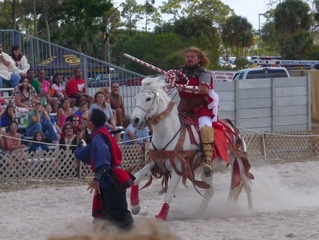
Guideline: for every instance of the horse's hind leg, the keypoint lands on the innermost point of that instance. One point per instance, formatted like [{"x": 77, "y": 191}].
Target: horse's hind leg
[
  {"x": 175, "y": 179},
  {"x": 134, "y": 198},
  {"x": 208, "y": 194},
  {"x": 245, "y": 183}
]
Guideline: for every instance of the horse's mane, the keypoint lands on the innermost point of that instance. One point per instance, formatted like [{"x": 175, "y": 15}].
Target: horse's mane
[{"x": 156, "y": 84}]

■ About this task:
Each line holding the word "lands" must be copied from the data.

■ Answer to the problem:
Guideline: for every instance of the horse's hind leg, the keypoint lands on the innermost point of that instance. One point per instance, formatted like [{"x": 77, "y": 191}].
Guideline: for every instance of the horse's mane, the keypoint lands on the innermost point of that instance. One point per instance, formatted like [{"x": 175, "y": 15}].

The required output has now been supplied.